Required task — Starting at the line that contains "[point] every instance of the pine" and ending at the last line of the data, restate every line with the requests kept as they are. Rescale each coordinate in the answers by multiplying it by 0.45 and rounding to a whole number, with halves rounded up.

Record set —
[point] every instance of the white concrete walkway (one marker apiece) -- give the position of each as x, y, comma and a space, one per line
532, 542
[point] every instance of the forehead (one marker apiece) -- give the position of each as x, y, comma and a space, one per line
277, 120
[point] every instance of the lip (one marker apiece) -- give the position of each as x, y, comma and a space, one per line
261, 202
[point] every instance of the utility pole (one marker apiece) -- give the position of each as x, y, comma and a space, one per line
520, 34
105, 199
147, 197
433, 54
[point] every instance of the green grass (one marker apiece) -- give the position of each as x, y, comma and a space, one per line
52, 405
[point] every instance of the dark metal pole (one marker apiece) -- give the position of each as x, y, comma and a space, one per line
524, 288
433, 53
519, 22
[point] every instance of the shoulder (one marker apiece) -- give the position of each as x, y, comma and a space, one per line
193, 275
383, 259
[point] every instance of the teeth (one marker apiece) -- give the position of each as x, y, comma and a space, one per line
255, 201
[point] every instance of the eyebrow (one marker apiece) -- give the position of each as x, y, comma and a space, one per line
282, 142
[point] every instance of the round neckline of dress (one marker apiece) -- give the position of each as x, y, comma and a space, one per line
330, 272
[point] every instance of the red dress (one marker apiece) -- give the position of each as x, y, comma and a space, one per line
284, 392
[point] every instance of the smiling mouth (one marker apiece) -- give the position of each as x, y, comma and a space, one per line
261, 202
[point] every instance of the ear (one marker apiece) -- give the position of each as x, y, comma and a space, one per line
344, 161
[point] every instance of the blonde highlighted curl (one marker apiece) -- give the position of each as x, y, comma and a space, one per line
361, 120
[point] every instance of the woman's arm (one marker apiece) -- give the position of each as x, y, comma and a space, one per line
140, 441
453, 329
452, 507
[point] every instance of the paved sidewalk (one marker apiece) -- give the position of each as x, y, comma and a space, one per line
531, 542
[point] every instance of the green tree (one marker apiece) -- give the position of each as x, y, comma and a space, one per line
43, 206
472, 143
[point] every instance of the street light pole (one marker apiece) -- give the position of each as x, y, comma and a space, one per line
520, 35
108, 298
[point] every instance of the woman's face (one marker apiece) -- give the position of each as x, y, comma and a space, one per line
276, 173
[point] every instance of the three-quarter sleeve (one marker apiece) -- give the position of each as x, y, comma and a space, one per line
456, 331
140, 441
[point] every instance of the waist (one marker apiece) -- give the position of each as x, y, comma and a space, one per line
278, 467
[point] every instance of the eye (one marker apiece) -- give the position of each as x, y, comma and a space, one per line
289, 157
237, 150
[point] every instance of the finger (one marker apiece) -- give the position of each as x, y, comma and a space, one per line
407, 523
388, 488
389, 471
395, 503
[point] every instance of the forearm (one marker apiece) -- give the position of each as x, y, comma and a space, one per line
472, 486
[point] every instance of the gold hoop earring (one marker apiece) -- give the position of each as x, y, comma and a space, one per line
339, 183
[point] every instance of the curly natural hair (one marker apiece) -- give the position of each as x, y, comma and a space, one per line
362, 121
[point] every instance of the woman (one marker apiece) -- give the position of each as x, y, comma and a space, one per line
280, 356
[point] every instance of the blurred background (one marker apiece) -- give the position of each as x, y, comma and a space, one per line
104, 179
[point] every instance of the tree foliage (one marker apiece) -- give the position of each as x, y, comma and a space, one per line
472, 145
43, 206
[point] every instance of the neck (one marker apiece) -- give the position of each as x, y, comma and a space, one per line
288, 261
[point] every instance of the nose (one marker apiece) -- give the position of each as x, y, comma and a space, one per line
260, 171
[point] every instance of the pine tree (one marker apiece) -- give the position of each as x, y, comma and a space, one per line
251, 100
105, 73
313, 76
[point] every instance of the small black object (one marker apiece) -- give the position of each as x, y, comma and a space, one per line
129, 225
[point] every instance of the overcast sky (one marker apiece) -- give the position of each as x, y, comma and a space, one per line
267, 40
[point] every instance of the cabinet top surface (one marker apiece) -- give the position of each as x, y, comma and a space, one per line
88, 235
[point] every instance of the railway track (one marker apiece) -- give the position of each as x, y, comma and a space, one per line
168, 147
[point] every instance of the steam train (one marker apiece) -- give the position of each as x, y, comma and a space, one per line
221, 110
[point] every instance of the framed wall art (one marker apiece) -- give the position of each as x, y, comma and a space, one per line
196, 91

Exercise output —
[point] every instance of the pine tree (one marker apiece) -- give the position of each as x, y, comma and a space, one per line
113, 45
47, 33
141, 34
[point] every instance of the small black object (one marker apiece) -- give the position of each as x, y, comma and a space, one per line
58, 101
[point] every instance of the overcast sky (one marker apiece) -- give the position of each as x, y, comma and a space, one per line
120, 18
[point] every instance of the cabinet top surface (one marker apiece) -- give the position of each as x, y, comma and a space, one per line
40, 106
[point] every instance of the railway track (one marker apiece) -- give the position of each as x, y, comma and a space, one per line
76, 66
[point] every instance of the steam train (one marker apiece) -- give the position of each as x, y, comma and a space, one per line
99, 50
[point] every instance of the framed wall art (one marker apiece) -- give the position of each as x, y, comma and a space, one per line
88, 41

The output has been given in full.